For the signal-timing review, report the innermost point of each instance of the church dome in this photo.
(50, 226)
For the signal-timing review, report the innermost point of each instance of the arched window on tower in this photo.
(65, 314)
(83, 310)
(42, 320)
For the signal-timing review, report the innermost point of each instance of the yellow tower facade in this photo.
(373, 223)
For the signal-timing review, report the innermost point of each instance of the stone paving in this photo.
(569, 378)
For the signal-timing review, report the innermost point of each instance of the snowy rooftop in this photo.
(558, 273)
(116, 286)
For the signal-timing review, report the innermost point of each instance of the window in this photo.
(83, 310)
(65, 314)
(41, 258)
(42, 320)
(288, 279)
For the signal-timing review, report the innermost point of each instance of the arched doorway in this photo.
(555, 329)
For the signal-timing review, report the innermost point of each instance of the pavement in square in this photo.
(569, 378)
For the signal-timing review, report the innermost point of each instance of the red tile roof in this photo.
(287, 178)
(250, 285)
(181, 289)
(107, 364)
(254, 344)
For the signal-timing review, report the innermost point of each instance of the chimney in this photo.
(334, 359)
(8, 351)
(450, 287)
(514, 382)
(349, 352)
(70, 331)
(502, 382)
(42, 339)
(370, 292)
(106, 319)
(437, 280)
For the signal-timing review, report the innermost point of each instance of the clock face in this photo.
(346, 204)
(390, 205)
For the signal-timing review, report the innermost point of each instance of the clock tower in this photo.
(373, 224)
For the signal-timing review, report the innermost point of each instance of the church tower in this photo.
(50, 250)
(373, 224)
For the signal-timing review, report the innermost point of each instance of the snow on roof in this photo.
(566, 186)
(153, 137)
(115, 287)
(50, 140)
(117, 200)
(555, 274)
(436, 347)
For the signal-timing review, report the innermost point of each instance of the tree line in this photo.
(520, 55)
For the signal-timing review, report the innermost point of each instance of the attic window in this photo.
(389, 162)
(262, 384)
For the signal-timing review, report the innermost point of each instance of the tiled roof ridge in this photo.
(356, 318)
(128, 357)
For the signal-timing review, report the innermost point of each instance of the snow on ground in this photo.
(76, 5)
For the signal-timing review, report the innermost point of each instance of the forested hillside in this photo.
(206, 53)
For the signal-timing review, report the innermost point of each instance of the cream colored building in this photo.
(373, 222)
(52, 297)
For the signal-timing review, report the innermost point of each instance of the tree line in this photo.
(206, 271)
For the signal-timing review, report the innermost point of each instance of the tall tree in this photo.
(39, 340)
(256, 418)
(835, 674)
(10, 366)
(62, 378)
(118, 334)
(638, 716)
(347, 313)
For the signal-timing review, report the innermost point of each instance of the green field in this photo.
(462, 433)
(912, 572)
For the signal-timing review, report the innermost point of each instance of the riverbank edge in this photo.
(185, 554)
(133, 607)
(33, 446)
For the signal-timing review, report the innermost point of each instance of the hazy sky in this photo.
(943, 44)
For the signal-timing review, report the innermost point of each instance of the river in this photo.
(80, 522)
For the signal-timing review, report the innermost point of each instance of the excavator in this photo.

[TASK DETAILS] Rewrite the lines above, requests included, beginning at the line that has "ground in this photo." and stopping after the last line. Multiply every coordinate in the answers by 0.95 and round each to a whole number, with halves rounding up.

[FULL OUTPUT]
For the signal-timing review, report the innermost point of each instance of the snow on ground in this photo.
(72, 5)
For the signal-timing review, report the innermost point of each instance of the forested hillside in this photo.
(196, 50)
For the signal-timing review, report the innermost point of each instance of the cream colored building in this photo.
(354, 211)
(49, 282)
For the signal-timing review, report the innermost point of each instance of the tree line in this photo.
(196, 257)
For the signal-timing review, report the innermost point of each instance of the tall tree in this photo.
(37, 323)
(243, 397)
(793, 640)
(10, 348)
(59, 359)
(112, 317)
(606, 680)
(330, 297)
For the signal-timing review, report the innermost point of each instance of the green field in this photo.
(439, 411)
(866, 543)
For the signal-timing review, report the innermost point of each instance of the riverbank edge in this photo.
(176, 526)
(126, 577)
(31, 424)
For the signal-timing review, report the innermost point of each instance of the hazy sky in this photo.
(896, 42)
For the signal-timing review, report the innermost point of each instance of the river in this photo.
(76, 496)
For the signal-timing review, report the innermost point of each instance of the excavator in this photo.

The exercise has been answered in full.